### Exercise requirements
Where in the material does the word "bumper" appear? Copy each line that has it.

### The input
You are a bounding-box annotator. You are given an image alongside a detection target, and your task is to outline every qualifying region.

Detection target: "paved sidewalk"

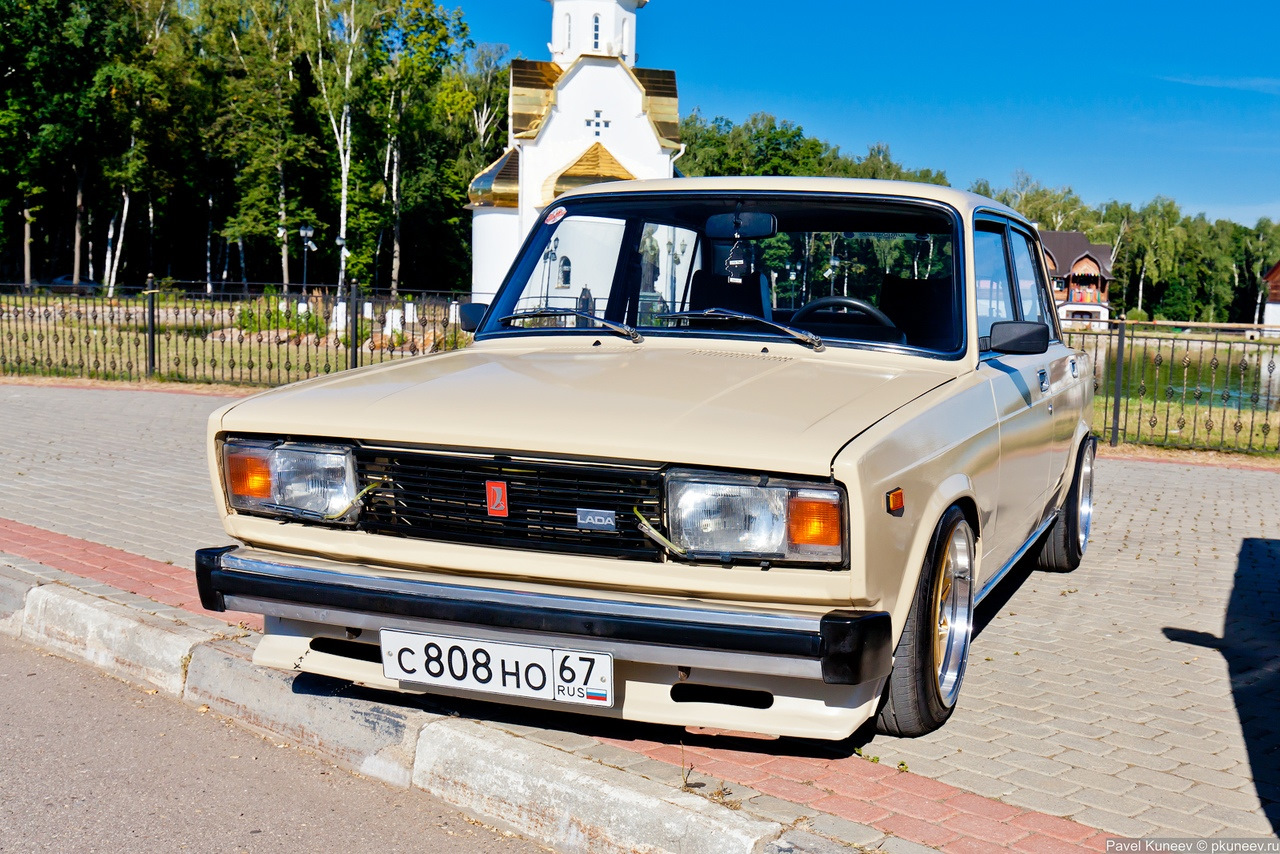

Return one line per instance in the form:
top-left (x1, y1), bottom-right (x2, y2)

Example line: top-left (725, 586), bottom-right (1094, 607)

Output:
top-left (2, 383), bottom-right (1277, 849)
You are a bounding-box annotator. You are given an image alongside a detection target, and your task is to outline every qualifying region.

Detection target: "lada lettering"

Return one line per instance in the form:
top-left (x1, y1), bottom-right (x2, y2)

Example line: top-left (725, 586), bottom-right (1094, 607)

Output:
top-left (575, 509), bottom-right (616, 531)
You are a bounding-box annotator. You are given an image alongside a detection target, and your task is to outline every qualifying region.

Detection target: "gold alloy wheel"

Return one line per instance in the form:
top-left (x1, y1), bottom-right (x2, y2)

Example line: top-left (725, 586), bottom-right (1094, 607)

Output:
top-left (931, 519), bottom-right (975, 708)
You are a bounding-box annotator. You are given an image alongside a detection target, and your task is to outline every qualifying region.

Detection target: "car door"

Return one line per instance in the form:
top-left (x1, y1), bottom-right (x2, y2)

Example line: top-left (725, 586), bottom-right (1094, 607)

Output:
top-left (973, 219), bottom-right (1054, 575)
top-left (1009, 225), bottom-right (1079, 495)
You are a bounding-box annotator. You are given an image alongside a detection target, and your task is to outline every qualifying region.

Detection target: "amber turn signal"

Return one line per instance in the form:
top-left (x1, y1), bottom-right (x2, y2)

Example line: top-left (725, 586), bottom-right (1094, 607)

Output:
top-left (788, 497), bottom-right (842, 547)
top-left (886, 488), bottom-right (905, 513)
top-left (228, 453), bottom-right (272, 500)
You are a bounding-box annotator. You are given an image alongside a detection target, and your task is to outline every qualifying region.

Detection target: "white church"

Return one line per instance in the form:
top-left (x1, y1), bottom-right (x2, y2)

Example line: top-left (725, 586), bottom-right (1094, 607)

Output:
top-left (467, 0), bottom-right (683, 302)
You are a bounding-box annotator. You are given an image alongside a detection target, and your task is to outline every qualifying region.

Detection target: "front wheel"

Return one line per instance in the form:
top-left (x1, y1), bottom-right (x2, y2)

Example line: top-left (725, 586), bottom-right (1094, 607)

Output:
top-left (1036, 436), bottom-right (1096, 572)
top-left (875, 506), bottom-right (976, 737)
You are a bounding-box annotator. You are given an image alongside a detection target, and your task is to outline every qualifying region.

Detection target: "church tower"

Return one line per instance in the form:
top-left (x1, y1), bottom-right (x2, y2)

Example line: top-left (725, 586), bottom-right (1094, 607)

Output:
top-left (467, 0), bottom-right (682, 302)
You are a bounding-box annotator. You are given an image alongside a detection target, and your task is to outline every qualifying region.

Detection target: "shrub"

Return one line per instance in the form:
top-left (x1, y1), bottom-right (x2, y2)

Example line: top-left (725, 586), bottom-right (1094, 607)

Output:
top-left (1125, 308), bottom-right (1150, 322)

...

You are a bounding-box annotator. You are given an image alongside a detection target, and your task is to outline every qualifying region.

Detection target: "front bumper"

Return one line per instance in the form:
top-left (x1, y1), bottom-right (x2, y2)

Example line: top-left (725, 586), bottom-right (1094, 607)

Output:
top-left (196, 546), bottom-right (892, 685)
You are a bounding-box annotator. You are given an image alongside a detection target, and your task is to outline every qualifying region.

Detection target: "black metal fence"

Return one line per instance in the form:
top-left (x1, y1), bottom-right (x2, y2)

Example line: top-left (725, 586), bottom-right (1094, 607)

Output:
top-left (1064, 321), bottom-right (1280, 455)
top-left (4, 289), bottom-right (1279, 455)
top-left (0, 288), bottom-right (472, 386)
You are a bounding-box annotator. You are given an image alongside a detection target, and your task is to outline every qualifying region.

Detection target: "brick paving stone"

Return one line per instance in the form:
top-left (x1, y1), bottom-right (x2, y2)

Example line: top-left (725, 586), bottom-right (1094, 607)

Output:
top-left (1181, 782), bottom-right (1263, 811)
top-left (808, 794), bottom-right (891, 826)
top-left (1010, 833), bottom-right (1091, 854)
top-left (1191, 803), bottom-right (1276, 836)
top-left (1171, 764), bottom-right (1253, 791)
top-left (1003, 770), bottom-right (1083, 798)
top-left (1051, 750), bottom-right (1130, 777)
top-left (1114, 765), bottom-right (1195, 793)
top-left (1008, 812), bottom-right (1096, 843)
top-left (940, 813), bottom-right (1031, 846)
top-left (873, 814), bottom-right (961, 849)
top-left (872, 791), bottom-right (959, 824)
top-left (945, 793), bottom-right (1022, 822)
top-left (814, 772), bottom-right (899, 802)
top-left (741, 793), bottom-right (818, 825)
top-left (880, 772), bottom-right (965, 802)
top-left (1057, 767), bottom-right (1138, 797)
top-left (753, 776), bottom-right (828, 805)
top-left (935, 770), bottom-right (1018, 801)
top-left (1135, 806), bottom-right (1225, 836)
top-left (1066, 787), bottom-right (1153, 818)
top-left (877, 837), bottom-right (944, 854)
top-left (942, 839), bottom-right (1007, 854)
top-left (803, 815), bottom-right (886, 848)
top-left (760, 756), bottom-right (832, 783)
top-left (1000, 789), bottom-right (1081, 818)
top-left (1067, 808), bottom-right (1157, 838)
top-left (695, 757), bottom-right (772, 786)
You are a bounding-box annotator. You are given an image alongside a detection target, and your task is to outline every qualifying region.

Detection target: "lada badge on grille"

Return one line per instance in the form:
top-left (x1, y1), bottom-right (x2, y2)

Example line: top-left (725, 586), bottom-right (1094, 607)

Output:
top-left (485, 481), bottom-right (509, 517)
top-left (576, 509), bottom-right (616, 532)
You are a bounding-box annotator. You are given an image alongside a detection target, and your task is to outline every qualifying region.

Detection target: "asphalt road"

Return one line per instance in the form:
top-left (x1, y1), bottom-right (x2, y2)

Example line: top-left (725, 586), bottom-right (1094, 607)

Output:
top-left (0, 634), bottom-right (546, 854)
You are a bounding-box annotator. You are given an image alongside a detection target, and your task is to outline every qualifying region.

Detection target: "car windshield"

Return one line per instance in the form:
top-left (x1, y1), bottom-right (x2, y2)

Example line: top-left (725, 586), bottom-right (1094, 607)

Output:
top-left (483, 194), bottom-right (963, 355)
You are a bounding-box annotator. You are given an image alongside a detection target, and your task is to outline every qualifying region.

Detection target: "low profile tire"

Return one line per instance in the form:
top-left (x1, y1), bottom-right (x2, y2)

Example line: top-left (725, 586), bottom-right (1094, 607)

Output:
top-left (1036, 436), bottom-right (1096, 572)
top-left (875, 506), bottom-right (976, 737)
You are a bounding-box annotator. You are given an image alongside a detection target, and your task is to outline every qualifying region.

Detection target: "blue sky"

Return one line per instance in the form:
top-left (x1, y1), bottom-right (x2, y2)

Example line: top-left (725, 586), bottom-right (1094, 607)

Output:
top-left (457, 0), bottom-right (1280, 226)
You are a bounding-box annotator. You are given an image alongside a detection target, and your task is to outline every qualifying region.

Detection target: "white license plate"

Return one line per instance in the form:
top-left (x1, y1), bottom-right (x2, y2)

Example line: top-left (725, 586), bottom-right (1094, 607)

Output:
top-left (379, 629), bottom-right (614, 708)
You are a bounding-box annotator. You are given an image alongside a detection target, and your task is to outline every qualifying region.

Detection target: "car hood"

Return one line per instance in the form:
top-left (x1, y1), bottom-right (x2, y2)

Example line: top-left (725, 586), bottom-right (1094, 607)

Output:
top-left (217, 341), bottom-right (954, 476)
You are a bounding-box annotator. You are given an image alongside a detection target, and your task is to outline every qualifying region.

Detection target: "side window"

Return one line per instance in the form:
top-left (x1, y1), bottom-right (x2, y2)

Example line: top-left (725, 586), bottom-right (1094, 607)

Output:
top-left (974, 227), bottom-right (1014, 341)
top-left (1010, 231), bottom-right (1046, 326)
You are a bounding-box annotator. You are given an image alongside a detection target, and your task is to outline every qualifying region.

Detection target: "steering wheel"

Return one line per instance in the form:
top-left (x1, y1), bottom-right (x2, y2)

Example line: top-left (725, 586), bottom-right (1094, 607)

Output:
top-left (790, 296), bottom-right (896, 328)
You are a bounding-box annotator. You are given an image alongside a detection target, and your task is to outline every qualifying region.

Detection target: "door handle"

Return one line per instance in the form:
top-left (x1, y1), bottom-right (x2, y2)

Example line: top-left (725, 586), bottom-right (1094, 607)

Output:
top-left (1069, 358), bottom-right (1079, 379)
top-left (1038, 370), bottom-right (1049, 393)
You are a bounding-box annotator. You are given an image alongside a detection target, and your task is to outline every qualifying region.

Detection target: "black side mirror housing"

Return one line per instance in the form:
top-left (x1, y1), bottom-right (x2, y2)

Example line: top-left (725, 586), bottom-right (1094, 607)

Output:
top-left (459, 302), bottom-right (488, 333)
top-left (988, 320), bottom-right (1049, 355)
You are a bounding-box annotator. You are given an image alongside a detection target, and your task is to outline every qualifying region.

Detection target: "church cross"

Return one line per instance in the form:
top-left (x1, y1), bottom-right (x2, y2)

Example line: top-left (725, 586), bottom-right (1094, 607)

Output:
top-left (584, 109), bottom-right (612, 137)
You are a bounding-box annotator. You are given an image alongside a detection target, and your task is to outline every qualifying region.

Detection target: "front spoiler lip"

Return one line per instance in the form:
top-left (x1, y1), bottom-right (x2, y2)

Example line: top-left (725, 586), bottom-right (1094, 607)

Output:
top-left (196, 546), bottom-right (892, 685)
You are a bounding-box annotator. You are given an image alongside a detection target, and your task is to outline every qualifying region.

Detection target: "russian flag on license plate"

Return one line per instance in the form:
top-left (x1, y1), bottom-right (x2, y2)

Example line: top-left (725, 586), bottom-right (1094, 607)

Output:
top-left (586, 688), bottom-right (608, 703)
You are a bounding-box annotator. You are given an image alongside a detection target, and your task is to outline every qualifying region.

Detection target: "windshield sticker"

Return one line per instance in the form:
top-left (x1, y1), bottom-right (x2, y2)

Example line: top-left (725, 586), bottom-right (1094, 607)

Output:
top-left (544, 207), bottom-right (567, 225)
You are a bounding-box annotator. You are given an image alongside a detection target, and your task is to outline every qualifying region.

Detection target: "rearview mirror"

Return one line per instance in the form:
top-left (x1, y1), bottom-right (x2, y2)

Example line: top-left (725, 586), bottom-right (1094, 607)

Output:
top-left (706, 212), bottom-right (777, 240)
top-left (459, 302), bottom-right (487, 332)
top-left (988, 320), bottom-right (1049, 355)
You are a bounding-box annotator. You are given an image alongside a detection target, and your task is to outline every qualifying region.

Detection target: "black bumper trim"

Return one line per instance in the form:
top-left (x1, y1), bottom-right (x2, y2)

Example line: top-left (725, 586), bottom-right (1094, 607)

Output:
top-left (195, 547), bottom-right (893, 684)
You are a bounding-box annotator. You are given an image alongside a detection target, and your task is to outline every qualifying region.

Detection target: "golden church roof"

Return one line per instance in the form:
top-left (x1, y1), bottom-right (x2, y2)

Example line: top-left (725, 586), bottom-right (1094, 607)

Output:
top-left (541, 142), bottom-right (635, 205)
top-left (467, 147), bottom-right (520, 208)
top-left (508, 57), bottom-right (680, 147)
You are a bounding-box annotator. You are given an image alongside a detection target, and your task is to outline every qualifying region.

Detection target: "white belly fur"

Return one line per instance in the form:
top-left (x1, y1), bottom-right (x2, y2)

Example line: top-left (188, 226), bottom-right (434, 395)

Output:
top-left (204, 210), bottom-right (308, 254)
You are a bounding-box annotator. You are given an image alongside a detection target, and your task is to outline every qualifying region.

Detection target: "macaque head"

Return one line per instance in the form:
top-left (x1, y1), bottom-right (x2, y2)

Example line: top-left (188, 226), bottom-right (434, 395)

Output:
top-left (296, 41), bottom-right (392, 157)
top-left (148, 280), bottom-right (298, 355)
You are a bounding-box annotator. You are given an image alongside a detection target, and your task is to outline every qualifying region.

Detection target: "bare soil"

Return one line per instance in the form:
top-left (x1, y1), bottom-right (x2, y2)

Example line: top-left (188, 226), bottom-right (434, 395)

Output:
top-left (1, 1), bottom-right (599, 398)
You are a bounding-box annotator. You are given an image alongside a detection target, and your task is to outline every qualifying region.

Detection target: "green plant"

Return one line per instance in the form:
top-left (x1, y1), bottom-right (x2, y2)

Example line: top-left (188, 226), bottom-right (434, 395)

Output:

### Exercise result
Detection target: "front bumper"
Detection target: "black bumper trim"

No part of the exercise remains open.